== Materiale di lavoro ==
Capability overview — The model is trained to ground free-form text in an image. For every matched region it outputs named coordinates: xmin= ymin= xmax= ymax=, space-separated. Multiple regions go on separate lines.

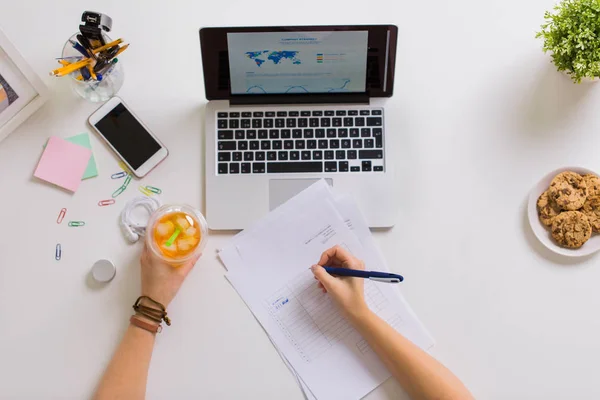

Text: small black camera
xmin=81 ymin=11 xmax=112 ymax=32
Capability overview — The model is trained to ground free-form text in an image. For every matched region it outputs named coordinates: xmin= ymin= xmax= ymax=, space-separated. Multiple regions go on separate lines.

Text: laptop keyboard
xmin=217 ymin=108 xmax=384 ymax=175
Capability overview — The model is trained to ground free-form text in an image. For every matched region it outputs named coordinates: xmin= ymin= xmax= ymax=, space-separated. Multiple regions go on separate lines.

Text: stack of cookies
xmin=537 ymin=171 xmax=600 ymax=249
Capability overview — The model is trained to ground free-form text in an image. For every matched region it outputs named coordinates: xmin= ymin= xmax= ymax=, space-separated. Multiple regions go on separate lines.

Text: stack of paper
xmin=219 ymin=180 xmax=434 ymax=399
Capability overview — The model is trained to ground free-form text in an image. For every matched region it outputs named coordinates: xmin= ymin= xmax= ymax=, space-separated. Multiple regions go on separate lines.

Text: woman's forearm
xmin=94 ymin=325 xmax=154 ymax=400
xmin=352 ymin=311 xmax=473 ymax=400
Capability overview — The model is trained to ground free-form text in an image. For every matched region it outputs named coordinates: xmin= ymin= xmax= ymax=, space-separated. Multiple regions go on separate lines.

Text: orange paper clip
xmin=98 ymin=199 xmax=115 ymax=207
xmin=56 ymin=208 xmax=67 ymax=224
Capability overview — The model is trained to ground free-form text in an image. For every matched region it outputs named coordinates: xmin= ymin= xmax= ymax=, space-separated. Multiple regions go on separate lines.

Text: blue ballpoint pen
xmin=323 ymin=267 xmax=404 ymax=283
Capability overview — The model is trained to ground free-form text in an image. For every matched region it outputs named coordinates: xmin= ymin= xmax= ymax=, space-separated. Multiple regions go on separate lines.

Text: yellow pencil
xmin=113 ymin=43 xmax=129 ymax=58
xmin=50 ymin=58 xmax=93 ymax=76
xmin=92 ymin=39 xmax=123 ymax=54
xmin=87 ymin=64 xmax=98 ymax=81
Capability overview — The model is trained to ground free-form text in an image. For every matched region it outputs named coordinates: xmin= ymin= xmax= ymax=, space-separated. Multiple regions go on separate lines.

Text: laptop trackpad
xmin=269 ymin=178 xmax=333 ymax=211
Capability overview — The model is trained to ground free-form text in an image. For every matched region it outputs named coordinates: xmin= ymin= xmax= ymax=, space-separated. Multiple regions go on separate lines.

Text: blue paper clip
xmin=110 ymin=171 xmax=127 ymax=179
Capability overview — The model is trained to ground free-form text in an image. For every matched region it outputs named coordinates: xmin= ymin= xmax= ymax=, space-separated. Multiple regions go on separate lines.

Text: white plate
xmin=527 ymin=167 xmax=600 ymax=257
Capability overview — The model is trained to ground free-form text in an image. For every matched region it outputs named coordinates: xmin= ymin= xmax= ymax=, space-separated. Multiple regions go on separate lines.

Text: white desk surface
xmin=0 ymin=0 xmax=600 ymax=399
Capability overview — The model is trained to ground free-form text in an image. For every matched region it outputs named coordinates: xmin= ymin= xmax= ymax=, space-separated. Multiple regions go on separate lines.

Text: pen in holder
xmin=62 ymin=33 xmax=125 ymax=102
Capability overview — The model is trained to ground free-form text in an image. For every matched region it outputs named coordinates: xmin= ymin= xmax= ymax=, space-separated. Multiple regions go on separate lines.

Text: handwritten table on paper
xmin=267 ymin=271 xmax=388 ymax=362
xmin=222 ymin=183 xmax=433 ymax=399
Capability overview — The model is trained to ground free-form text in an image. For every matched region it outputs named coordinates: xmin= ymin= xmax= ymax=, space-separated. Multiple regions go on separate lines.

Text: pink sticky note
xmin=33 ymin=136 xmax=92 ymax=192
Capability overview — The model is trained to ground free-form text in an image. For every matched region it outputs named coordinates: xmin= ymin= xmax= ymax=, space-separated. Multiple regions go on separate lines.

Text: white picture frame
xmin=0 ymin=29 xmax=48 ymax=142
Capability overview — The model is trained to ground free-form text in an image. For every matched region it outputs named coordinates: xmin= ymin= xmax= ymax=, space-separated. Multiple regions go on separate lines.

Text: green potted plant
xmin=536 ymin=0 xmax=600 ymax=83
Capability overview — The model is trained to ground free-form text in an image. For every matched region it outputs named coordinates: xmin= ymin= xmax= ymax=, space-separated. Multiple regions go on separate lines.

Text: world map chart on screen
xmin=245 ymin=50 xmax=302 ymax=67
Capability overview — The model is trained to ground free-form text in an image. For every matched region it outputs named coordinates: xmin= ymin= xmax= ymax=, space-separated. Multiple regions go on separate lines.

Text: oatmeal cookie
xmin=548 ymin=171 xmax=587 ymax=211
xmin=552 ymin=211 xmax=592 ymax=249
xmin=583 ymin=174 xmax=600 ymax=196
xmin=580 ymin=196 xmax=600 ymax=233
xmin=537 ymin=190 xmax=561 ymax=226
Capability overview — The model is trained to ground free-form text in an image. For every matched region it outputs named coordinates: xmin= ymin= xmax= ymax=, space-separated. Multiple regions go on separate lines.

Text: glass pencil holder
xmin=62 ymin=33 xmax=125 ymax=103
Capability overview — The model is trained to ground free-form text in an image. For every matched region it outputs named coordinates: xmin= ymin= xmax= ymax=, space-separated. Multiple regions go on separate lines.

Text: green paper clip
xmin=112 ymin=186 xmax=127 ymax=199
xmin=165 ymin=228 xmax=181 ymax=247
xmin=146 ymin=186 xmax=162 ymax=194
xmin=123 ymin=175 xmax=131 ymax=187
xmin=138 ymin=186 xmax=152 ymax=197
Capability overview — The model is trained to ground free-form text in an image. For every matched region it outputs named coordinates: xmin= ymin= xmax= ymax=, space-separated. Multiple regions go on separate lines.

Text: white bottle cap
xmin=92 ymin=260 xmax=117 ymax=283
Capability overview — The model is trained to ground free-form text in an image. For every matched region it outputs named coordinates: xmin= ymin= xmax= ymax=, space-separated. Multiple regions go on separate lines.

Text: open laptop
xmin=200 ymin=25 xmax=398 ymax=230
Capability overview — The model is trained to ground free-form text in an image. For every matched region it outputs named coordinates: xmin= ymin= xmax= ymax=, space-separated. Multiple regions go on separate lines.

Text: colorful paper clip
xmin=119 ymin=161 xmax=129 ymax=172
xmin=112 ymin=186 xmax=127 ymax=199
xmin=146 ymin=186 xmax=162 ymax=194
xmin=123 ymin=175 xmax=131 ymax=188
xmin=110 ymin=171 xmax=127 ymax=179
xmin=56 ymin=208 xmax=67 ymax=224
xmin=138 ymin=186 xmax=152 ymax=197
xmin=69 ymin=221 xmax=85 ymax=226
xmin=98 ymin=199 xmax=115 ymax=207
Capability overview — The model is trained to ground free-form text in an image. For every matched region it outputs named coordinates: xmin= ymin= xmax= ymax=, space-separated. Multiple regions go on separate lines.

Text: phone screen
xmin=96 ymin=103 xmax=161 ymax=169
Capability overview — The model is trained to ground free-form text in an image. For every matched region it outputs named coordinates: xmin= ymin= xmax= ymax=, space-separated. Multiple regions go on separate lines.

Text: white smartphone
xmin=88 ymin=97 xmax=169 ymax=178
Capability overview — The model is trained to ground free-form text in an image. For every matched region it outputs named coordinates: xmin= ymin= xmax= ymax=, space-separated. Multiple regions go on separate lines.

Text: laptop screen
xmin=227 ymin=30 xmax=369 ymax=95
xmin=200 ymin=25 xmax=398 ymax=104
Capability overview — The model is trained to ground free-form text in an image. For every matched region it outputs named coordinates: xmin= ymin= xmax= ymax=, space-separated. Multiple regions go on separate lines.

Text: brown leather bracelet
xmin=129 ymin=315 xmax=162 ymax=333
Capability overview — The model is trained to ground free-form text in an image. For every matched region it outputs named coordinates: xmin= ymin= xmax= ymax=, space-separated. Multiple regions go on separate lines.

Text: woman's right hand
xmin=311 ymin=246 xmax=369 ymax=319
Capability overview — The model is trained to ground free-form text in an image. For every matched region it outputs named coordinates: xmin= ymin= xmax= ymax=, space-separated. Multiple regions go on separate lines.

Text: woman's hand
xmin=311 ymin=246 xmax=369 ymax=319
xmin=140 ymin=246 xmax=200 ymax=308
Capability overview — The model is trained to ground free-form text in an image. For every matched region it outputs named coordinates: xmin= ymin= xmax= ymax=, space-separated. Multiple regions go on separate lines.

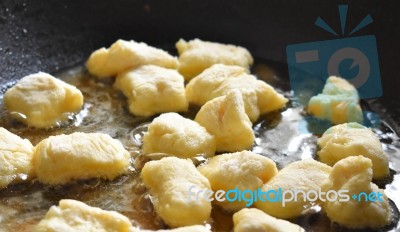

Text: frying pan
xmin=0 ymin=0 xmax=400 ymax=231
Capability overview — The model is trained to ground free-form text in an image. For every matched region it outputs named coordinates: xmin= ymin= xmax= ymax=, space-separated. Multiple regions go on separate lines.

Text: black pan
xmin=0 ymin=0 xmax=400 ymax=231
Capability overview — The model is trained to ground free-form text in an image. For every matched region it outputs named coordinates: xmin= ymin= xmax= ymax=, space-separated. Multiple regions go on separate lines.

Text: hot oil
xmin=0 ymin=62 xmax=400 ymax=231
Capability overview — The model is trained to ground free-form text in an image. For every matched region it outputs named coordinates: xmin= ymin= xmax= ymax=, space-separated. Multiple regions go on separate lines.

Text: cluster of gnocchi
xmin=0 ymin=39 xmax=390 ymax=232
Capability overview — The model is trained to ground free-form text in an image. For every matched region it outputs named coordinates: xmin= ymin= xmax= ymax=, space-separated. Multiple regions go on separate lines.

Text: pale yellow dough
xmin=33 ymin=132 xmax=130 ymax=184
xmin=0 ymin=127 xmax=35 ymax=189
xmin=322 ymin=156 xmax=390 ymax=229
xmin=130 ymin=225 xmax=211 ymax=232
xmin=254 ymin=159 xmax=332 ymax=219
xmin=86 ymin=39 xmax=178 ymax=78
xmin=233 ymin=208 xmax=304 ymax=232
xmin=33 ymin=200 xmax=132 ymax=232
xmin=176 ymin=39 xmax=253 ymax=81
xmin=198 ymin=151 xmax=278 ymax=211
xmin=307 ymin=76 xmax=363 ymax=124
xmin=143 ymin=113 xmax=216 ymax=158
xmin=141 ymin=157 xmax=211 ymax=227
xmin=195 ymin=90 xmax=255 ymax=152
xmin=4 ymin=72 xmax=83 ymax=128
xmin=114 ymin=65 xmax=188 ymax=116
xmin=186 ymin=64 xmax=288 ymax=122
xmin=317 ymin=123 xmax=389 ymax=179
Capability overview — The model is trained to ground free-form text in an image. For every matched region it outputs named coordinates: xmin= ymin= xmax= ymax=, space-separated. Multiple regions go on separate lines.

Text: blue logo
xmin=286 ymin=5 xmax=382 ymax=105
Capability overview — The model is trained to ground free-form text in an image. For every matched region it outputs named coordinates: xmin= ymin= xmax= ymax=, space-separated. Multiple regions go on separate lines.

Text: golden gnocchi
xmin=86 ymin=39 xmax=178 ymax=78
xmin=143 ymin=113 xmax=216 ymax=158
xmin=186 ymin=64 xmax=288 ymax=122
xmin=317 ymin=123 xmax=389 ymax=179
xmin=254 ymin=159 xmax=332 ymax=219
xmin=307 ymin=76 xmax=363 ymax=124
xmin=141 ymin=157 xmax=211 ymax=227
xmin=322 ymin=156 xmax=391 ymax=229
xmin=114 ymin=65 xmax=188 ymax=116
xmin=0 ymin=127 xmax=35 ymax=189
xmin=176 ymin=39 xmax=253 ymax=81
xmin=33 ymin=200 xmax=132 ymax=232
xmin=4 ymin=72 xmax=83 ymax=128
xmin=233 ymin=208 xmax=304 ymax=232
xmin=198 ymin=151 xmax=278 ymax=211
xmin=33 ymin=132 xmax=131 ymax=185
xmin=195 ymin=90 xmax=255 ymax=152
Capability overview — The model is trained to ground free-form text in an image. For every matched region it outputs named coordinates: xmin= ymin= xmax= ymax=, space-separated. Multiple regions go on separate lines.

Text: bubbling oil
xmin=0 ymin=62 xmax=400 ymax=231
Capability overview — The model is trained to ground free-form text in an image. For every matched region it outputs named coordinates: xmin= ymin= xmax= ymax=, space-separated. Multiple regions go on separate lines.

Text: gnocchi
xmin=143 ymin=113 xmax=216 ymax=158
xmin=4 ymin=72 xmax=83 ymax=128
xmin=317 ymin=123 xmax=389 ymax=179
xmin=195 ymin=90 xmax=255 ymax=152
xmin=33 ymin=132 xmax=131 ymax=185
xmin=86 ymin=39 xmax=179 ymax=78
xmin=0 ymin=127 xmax=35 ymax=189
xmin=322 ymin=156 xmax=391 ymax=229
xmin=176 ymin=39 xmax=253 ymax=81
xmin=141 ymin=157 xmax=211 ymax=227
xmin=186 ymin=64 xmax=288 ymax=122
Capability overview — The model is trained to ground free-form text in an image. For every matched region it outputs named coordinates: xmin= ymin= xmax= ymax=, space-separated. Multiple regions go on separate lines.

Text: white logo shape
xmin=328 ymin=47 xmax=371 ymax=88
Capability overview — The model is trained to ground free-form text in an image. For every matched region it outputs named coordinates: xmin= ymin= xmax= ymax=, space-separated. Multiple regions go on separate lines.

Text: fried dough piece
xmin=176 ymin=39 xmax=253 ymax=81
xmin=194 ymin=90 xmax=255 ymax=152
xmin=233 ymin=208 xmax=304 ymax=232
xmin=33 ymin=132 xmax=131 ymax=185
xmin=4 ymin=72 xmax=83 ymax=128
xmin=186 ymin=64 xmax=288 ymax=122
xmin=143 ymin=113 xmax=216 ymax=158
xmin=317 ymin=123 xmax=389 ymax=179
xmin=0 ymin=127 xmax=35 ymax=189
xmin=198 ymin=151 xmax=278 ymax=211
xmin=322 ymin=156 xmax=390 ymax=229
xmin=86 ymin=39 xmax=178 ymax=78
xmin=141 ymin=157 xmax=211 ymax=227
xmin=33 ymin=200 xmax=132 ymax=232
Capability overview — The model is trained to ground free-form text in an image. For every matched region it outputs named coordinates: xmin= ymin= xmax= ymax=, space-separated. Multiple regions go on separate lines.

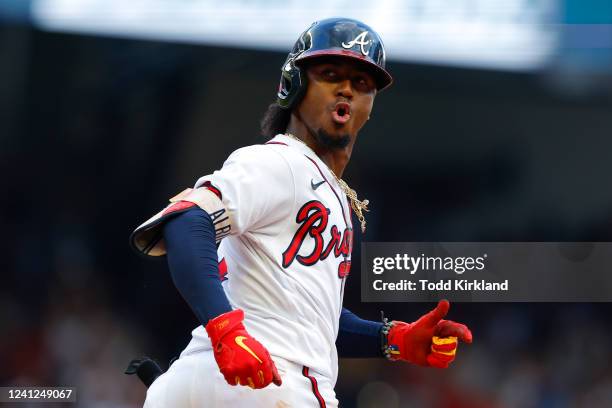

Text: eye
xmin=322 ymin=69 xmax=338 ymax=79
xmin=353 ymin=75 xmax=374 ymax=92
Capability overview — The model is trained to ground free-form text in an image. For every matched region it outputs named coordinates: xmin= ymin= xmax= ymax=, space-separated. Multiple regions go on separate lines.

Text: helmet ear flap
xmin=276 ymin=57 xmax=306 ymax=109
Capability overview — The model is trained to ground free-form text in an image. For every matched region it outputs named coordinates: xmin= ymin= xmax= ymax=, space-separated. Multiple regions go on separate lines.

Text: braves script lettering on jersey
xmin=183 ymin=135 xmax=353 ymax=387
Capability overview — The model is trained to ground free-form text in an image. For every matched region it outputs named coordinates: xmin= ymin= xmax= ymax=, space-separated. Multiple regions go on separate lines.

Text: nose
xmin=336 ymin=78 xmax=353 ymax=99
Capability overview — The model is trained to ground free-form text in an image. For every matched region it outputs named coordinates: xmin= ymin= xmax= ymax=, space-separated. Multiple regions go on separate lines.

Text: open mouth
xmin=332 ymin=102 xmax=351 ymax=124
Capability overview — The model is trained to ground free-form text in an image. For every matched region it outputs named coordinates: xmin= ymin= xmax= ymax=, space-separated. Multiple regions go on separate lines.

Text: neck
xmin=287 ymin=114 xmax=353 ymax=178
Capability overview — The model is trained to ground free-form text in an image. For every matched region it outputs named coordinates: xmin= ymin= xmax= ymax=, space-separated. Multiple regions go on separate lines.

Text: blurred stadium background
xmin=0 ymin=0 xmax=612 ymax=408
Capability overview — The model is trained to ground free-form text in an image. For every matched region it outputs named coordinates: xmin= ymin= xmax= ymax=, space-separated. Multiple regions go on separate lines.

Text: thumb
xmin=417 ymin=299 xmax=450 ymax=328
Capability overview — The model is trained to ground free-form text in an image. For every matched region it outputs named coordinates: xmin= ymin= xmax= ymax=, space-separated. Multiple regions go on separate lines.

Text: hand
xmin=387 ymin=300 xmax=472 ymax=368
xmin=206 ymin=309 xmax=282 ymax=388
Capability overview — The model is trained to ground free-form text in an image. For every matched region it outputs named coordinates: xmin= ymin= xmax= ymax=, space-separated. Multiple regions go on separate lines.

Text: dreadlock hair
xmin=259 ymin=102 xmax=291 ymax=138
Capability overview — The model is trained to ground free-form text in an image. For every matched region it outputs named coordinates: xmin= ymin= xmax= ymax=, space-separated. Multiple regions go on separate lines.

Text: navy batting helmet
xmin=277 ymin=18 xmax=393 ymax=109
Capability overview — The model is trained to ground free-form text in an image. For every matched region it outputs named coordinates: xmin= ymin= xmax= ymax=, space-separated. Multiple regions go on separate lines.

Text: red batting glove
xmin=386 ymin=300 xmax=472 ymax=368
xmin=206 ymin=309 xmax=283 ymax=388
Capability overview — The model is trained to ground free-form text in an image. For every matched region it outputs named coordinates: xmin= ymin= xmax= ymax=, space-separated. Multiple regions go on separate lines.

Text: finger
xmin=427 ymin=353 xmax=455 ymax=368
xmin=418 ymin=299 xmax=450 ymax=328
xmin=434 ymin=320 xmax=472 ymax=344
xmin=272 ymin=363 xmax=283 ymax=387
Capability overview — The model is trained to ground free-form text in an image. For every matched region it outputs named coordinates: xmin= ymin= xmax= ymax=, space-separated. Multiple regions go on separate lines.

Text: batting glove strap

== Cosa si chiede ==
Elenca ogni riga delle voci qui sopra in cui compare la parola "batting", distinguendo tra maiuscole e minuscole.

== Risposta al compito ==
Text: navy batting helmet
Text: red batting glove
Text: batting glove strap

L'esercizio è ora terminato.